[Excerpts from point annotation records]

^^^^^^^^

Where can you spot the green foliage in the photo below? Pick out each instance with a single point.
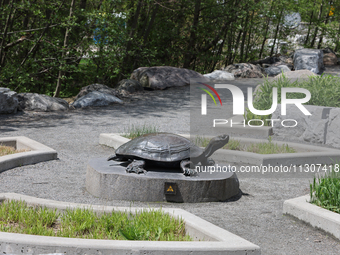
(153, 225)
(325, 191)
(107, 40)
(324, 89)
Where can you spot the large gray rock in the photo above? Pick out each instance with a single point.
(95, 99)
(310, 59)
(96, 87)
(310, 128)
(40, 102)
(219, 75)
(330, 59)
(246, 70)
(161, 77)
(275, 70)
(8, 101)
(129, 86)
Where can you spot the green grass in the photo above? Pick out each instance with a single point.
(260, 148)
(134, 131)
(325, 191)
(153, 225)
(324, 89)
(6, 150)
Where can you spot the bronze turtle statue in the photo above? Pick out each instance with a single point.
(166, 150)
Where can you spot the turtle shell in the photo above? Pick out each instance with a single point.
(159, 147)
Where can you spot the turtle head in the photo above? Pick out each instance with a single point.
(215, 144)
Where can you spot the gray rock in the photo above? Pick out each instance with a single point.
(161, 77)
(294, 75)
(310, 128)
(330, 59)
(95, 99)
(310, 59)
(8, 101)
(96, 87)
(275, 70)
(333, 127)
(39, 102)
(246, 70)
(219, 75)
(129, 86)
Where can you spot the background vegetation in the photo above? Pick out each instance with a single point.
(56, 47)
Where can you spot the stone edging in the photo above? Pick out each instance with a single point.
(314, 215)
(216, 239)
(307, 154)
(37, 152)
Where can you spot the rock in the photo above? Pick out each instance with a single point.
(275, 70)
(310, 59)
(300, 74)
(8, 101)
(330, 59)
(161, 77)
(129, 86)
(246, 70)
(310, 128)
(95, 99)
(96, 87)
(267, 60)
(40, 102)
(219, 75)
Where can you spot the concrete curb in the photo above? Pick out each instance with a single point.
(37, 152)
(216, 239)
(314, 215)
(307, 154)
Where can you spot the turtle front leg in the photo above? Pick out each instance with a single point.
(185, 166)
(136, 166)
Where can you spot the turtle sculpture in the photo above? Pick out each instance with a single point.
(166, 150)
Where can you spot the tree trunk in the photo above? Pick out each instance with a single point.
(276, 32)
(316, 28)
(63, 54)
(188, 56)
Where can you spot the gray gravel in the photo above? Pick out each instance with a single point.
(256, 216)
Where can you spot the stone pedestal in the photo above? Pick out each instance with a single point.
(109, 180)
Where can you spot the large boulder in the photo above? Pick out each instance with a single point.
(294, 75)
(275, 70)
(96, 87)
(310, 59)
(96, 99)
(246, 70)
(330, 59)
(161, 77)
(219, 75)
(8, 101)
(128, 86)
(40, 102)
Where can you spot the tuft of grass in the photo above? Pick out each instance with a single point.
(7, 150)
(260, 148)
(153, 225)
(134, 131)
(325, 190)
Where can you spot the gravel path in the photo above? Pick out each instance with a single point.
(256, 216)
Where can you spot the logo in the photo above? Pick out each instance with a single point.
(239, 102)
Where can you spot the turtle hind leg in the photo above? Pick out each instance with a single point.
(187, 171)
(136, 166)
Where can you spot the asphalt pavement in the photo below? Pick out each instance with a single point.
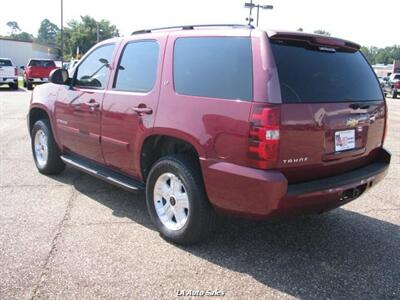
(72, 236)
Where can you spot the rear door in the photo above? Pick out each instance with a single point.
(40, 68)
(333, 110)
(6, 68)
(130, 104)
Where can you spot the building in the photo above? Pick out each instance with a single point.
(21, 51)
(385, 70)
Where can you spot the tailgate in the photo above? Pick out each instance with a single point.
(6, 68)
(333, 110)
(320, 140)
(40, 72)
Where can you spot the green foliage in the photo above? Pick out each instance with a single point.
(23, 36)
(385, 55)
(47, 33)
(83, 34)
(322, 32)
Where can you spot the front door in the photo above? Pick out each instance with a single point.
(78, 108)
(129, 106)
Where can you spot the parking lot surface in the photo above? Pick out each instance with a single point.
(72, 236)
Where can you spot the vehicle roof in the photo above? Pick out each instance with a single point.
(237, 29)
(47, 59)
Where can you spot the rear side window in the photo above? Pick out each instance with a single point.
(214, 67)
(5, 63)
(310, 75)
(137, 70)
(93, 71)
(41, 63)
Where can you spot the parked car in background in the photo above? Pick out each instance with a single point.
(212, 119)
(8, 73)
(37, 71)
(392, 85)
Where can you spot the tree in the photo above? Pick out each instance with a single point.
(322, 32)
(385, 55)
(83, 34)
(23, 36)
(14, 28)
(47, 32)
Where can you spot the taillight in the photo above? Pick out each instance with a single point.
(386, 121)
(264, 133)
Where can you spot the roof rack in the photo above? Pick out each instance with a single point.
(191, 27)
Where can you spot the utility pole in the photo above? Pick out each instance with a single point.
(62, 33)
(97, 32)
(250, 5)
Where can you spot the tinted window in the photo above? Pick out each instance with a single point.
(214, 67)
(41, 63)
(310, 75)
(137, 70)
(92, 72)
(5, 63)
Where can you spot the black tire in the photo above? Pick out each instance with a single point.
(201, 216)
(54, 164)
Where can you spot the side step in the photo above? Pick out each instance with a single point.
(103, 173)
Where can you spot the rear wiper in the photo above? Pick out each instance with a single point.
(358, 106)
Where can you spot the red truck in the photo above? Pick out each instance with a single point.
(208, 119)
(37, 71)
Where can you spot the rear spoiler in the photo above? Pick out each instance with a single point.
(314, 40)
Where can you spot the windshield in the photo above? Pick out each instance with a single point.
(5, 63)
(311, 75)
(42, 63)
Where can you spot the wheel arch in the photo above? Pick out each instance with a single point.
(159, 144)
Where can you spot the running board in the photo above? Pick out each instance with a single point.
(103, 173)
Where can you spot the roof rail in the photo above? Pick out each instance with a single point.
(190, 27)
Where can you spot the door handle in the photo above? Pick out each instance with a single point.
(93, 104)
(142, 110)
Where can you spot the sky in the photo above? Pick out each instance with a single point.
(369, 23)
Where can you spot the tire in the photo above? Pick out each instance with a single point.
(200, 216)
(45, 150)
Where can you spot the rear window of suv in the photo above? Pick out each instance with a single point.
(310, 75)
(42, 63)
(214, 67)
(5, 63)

^^^^^^^^

SET EXERCISE: Reproduce all of the records above word for word, but omit the pictures from your answer.

SOLVED PROBLEM:
Where can you spot the green foliage in the photo below? Pick out each instance with a single point.
(153, 225)
(325, 191)
(107, 40)
(324, 89)
Where can you spot the large gray rock in the photo above? Pick out each instance with a single point.
(95, 99)
(310, 59)
(96, 87)
(310, 128)
(40, 102)
(219, 75)
(330, 59)
(246, 70)
(161, 77)
(275, 70)
(8, 101)
(129, 86)
Where can you spot the green grass in the photo above? Pick out each instance with a single point.
(260, 148)
(134, 131)
(325, 191)
(153, 225)
(324, 89)
(6, 150)
Where can you spot the bronze turtle statue in the photo above? Pick out each instance with a single point.
(166, 150)
Where can you spot the turtle shell in the photo above? Pick out each instance with a single point.
(159, 147)
Where can you spot the turtle head in the photo above? Pick out each instance with a single point.
(215, 144)
Where can you spot the gray rock in the photo above? Pick out each instance with a single point.
(161, 77)
(294, 75)
(310, 128)
(330, 59)
(95, 99)
(310, 59)
(8, 101)
(96, 87)
(275, 70)
(333, 127)
(39, 102)
(246, 70)
(219, 75)
(129, 86)
Where can you spot the background vegetation in the photo above? Pick out each instance with a single point.
(56, 47)
Where can you spot the stone edging in the photo above? Pick out each instance with a single point.
(314, 215)
(216, 239)
(307, 154)
(37, 152)
Where can you spot the rock in the photo above? Pick out each instance with a single point.
(275, 70)
(310, 59)
(300, 74)
(8, 101)
(330, 59)
(161, 77)
(129, 86)
(246, 70)
(310, 128)
(95, 99)
(96, 87)
(267, 60)
(40, 102)
(219, 75)
Where can you spot the concrete curb in the photo above? Pick out each instance with a single point.
(37, 152)
(216, 239)
(314, 215)
(307, 154)
Where can you spot the turtle front leg in the photo above? Pick out each instance with a single point.
(185, 166)
(136, 166)
Where can you spot the turtle sculpture in the photo above? Pick out each instance with a single point.
(166, 150)
Where can you spot the tree trunk in the photo above? Pick out each instance with a single point.
(276, 32)
(316, 28)
(63, 54)
(188, 56)
Where can you spot the gray gravel in the photo above? Pick out each instance with a single point.
(256, 216)
Where can you spot the stone pedestal in the photo above? Pick out each instance with a single point.
(109, 180)
Where can you spot the large boulder in the photo above? Pick out each instance with a single point.
(294, 75)
(275, 70)
(96, 87)
(310, 59)
(96, 99)
(246, 70)
(330, 59)
(161, 77)
(219, 75)
(8, 101)
(128, 86)
(40, 102)
Where can you spot the tuft of grass in the photo above? Pick out each instance with a single point.
(7, 150)
(260, 148)
(153, 225)
(134, 131)
(325, 190)
Where can you spot the gravel path in the photo above? Pick out each instance with a single point.
(256, 216)
Where can you spot the logo in the photo above? Pick out each instance with a single point.
(239, 102)
Where can you spot the turtle hind leg in the photo above? Pick out each instance with a single point.
(187, 171)
(136, 166)
Where can you spot the asphalt pavement in the photo below? Pick out each instance with a single point.
(72, 236)
Where can you spot the rear door in the photo above? Pick out each instance with a single point.
(40, 68)
(333, 110)
(6, 68)
(130, 104)
Where can you spot the building in the photo above? Pick out each instance with a single point.
(21, 51)
(385, 70)
Where can you spot the tailgate in the photo above? Pick out each instance with a single point.
(6, 68)
(333, 110)
(320, 140)
(40, 72)
Where can you spot the green foliage in the photo above? Pick out each instance with a single point.
(23, 36)
(385, 55)
(47, 33)
(83, 34)
(322, 32)
Where can you spot the front door in the photo above? Pick out each instance with a single point.
(78, 108)
(129, 106)
Where can you spot the parking lot surface in the photo above? Pick out each instance with a single point.
(72, 236)
Where can you spot the vehicle roof in the photo above? Pick out each instance with a single point.
(237, 29)
(47, 59)
Where can you spot the rear side window in the photo above? Pick out each instance with a single point.
(214, 67)
(5, 63)
(310, 75)
(137, 70)
(93, 71)
(41, 63)
Where can you spot the parked car in background in the photo above? Pick out each instance with a single point.
(212, 119)
(8, 73)
(37, 71)
(392, 85)
Where can you spot the tree in the photo above? Pick out each instance with a single point.
(322, 32)
(385, 55)
(83, 34)
(23, 36)
(14, 28)
(47, 32)
Where can you spot the taillight in the photo above? Pick out each instance with a single point.
(386, 121)
(264, 133)
Where can you spot the roof rack in the photo above? Pick out each instance with a single point.
(191, 27)
Where can you spot the utility pole in the photo above? Pick out each instance with a single point.
(62, 33)
(97, 32)
(250, 5)
Where can you spot the tinted window in the photo above? Pick out each instance with a single point.
(214, 67)
(41, 63)
(310, 75)
(137, 70)
(92, 72)
(5, 63)
Where can you spot the black tire in the photo above? Pick out each instance with a single point.
(201, 216)
(54, 164)
Where can you spot the side step in the photo above? Pick out each instance with a single point.
(103, 173)
Where can you spot the rear wiper in the photo above? Pick out each instance with a single point.
(358, 106)
Where can you spot the red truck in the photo above? Pick out each instance with a single point.
(208, 119)
(37, 71)
Where can you spot the rear spoiler in the photo above? Pick out each instance with a single point.
(314, 40)
Where can you spot the windshield in the photo above? Pick out each instance with a single point.
(5, 63)
(311, 75)
(42, 63)
Where can you spot the wheel arch in the photo above? Pick out each instance with a single point.
(159, 144)
Where can you spot the running board in the photo above? Pick out each instance with a single point.
(103, 173)
Where can you spot the roof rail in the photo above? Pick out each instance with a single point.
(190, 27)
Where can you spot the door handle in the photo above? Pick out each instance with a single point.
(93, 104)
(142, 110)
Where can you spot the sky in the photo above? Pick out each instance with a single point.
(369, 23)
Where can you spot the tire in the photo above? Pick out each instance with a single point.
(200, 216)
(45, 150)
Where can you spot the rear window of suv in the photo above? Pick out each instance with a single point.
(310, 75)
(42, 63)
(214, 67)
(5, 63)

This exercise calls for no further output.